Count the lines below that contain the string "black". Reply with the number alone.

* **Information provided**:
○ ○ ○
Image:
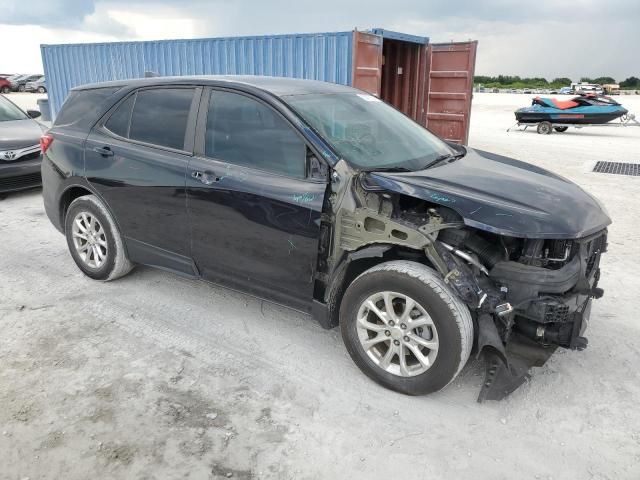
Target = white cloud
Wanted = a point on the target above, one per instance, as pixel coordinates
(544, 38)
○ ○ ○
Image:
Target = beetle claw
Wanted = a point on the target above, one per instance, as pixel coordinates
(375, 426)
○ ○ ○
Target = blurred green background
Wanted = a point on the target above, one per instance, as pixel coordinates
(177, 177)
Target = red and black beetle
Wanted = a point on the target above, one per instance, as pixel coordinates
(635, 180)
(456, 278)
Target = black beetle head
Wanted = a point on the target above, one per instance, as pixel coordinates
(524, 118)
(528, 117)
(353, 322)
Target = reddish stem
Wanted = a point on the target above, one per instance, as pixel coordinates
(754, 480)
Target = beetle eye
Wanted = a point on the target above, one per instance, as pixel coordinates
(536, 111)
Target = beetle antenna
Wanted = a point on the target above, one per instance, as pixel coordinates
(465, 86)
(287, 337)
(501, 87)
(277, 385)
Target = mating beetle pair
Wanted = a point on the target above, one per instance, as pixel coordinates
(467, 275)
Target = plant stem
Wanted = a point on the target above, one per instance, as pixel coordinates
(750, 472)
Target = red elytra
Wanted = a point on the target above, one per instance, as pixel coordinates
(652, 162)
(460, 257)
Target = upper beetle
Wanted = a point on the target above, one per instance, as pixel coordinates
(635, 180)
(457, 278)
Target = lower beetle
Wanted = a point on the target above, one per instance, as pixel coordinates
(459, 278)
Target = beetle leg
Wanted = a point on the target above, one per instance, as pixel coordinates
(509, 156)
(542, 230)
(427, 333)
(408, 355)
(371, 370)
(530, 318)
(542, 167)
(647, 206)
○ ○ ○
* **Task result**:
2